Set of tasks:
1. Copy the code review page on sorting file:// listings word for word, from "Download [raw] [tar.bz2]" to "8 (0 generated)".
2. Please continue the code review page on sorting file:// listings from its last line.

Text shown:
'''

Issue 149449: Fix: Linux file:// listings are sorted but not fully internationalized...

Issue 149449: Fix: Linux file:// listings are sorted but not fully internationalized... (Closed)

Created:
11 years, 5 months ago by Yuzo

Modified:
9 years, 7 months ago

Reviewers:
TVL, jungshik at Google

CC:
chromium-reviews_googlegroups.com, John Grabowski, brettw

Base URL:
svn://chrome-svn.corp.google.com/chrome/trunk/src/

Visibility:
Public.

Description

Fix: Linux file:// listings are sorted but not fully internationalized Changed the code such that file names are converted to UTF-16 before comparison by a Collator. BUG=16179 TEST=Open a file:// URL for a directory that contains files with international names. Observe that files are sorted properly in the list. Committed: http://src.chromium.org/viewvc/chrome?view=rev&revision=20706

Patch Set 1 #

Patch Set 2 : '' #

Total comments: 7

Patch Set 3 : '' #

Total comments: 8

Patch Set 4 : '' #

Total comments: 8

Patch Set 5 : '' #

Created: 11 years, 5 months ago

Download [raw] [tar.bz2]

		Unified diffs	Side-by-side diffs	Delta from patch set	Stats (+67 lines, -12 lines)			Patch
	M	base/file_util_posix.cc	View	1 2 3 4	3 chunks	+67 lines, -12 lines	0 comments	Download

Messages

Total messages: 8 (0 generated)

'''

Entries shown:

'''

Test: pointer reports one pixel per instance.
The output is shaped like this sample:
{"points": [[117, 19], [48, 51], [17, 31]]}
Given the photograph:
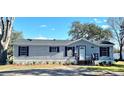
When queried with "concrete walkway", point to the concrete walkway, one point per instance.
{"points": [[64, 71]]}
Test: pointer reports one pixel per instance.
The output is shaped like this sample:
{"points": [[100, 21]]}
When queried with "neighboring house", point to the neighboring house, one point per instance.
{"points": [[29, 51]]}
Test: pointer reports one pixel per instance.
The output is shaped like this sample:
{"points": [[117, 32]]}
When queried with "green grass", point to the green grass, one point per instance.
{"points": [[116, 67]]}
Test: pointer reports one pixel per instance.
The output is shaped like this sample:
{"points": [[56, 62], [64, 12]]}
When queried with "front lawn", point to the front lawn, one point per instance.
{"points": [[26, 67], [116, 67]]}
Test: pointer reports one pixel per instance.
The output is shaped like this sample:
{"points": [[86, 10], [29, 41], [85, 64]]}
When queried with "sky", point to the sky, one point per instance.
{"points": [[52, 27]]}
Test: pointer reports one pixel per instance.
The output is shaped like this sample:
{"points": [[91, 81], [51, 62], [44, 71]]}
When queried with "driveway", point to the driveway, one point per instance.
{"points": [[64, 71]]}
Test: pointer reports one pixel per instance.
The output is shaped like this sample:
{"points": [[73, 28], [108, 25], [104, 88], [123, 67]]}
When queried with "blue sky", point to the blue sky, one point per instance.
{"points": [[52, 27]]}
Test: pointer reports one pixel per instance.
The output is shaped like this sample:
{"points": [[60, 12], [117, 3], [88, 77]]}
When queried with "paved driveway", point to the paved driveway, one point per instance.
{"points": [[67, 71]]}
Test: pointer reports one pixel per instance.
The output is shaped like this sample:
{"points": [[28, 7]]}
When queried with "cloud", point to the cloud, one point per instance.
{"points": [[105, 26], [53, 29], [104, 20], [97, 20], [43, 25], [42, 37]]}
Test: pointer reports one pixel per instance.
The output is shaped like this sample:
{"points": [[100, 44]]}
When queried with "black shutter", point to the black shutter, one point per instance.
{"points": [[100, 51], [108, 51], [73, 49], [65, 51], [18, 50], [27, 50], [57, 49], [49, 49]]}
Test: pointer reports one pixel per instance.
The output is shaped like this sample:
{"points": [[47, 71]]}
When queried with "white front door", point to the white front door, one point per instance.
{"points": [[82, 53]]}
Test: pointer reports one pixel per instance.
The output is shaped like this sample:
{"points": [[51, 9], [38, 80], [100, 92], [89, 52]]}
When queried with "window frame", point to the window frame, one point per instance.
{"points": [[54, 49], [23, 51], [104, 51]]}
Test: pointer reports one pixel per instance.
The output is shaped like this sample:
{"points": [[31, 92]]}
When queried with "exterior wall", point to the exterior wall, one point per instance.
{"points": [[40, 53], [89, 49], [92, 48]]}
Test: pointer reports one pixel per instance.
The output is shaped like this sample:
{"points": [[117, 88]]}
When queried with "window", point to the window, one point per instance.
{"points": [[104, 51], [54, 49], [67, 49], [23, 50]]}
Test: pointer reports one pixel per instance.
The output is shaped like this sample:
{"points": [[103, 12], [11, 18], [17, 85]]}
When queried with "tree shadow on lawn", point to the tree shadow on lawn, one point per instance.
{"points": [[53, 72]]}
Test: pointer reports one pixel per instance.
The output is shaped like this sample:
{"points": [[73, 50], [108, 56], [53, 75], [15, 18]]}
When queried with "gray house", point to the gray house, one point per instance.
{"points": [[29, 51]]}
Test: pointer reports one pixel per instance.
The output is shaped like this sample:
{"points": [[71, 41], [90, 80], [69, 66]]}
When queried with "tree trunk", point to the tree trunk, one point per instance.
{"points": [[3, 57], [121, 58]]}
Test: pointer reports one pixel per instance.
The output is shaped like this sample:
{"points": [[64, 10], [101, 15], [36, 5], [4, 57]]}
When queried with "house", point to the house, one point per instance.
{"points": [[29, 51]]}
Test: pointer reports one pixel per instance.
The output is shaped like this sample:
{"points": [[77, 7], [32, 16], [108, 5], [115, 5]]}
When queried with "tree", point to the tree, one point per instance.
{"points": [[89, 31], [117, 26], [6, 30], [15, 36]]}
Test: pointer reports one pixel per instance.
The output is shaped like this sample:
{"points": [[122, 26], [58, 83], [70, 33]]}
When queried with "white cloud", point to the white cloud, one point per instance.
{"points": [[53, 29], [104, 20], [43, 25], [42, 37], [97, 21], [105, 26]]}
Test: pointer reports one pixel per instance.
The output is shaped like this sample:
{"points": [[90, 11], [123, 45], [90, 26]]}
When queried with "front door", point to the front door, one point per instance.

'''

In response:
1.
Download [raw] [tar.bz2]

		Unified diffs	Side-by-side diffs	Delta from patch set	Stats (+67 lines, -12 lines)			Patch
	M	base/file_util_posix.cc	View	1 2 3 4	3 chunks	+67 lines, -12 lines	0 comments	Download

Messages

Total messages: 8 (0 generated)

2.
Expand Messages | Collapse Messages

TVL

driveby http://codereview.chromium.org/149449/diff/6/1001 File base/file_util_posix.cc (right): http://codereview.chromium.org/149449/diff/6/1001#newcode587 Line 587: // On linux, the file system encoding ...

11 years, 5 months ago (2009-07-10 12:18:27 UTC) #2

jungshik at Google

Thank you for catching this !! See my comments below. http://codereview.chromium.org/149449/diff/6/1001 File base/file_util_posix.cc (right): http://codereview.chromium.org/149449/diff/6/1001#newcode587 ...

11 years, 5 months ago (2009-07-10 18:24:44 UTC) #3

Thank you for catching this !!

See my comments below.

http://codereview.chromium.org/149449/diff/6/1001
File base/file_util_posix.cc (right):

http://codereview.chromium.org/149449/diff/6/1001#newcode587
Line 587: // On linux, the file system encoding is not defined. We assume
On 2009/07/10 12:18:27, TVL wrote:
> fyi - this file is posix, so it's not always linux (ie-macosx).  not sure if
> that changes what you'd want to do here.

On MacOS X, the encoding is well-defined (UTF-8 + NFD) as you're well aware of
:-). SysNativeMBToWide works even better, there :-)
(except that we may have to tweak a bit with NFD part)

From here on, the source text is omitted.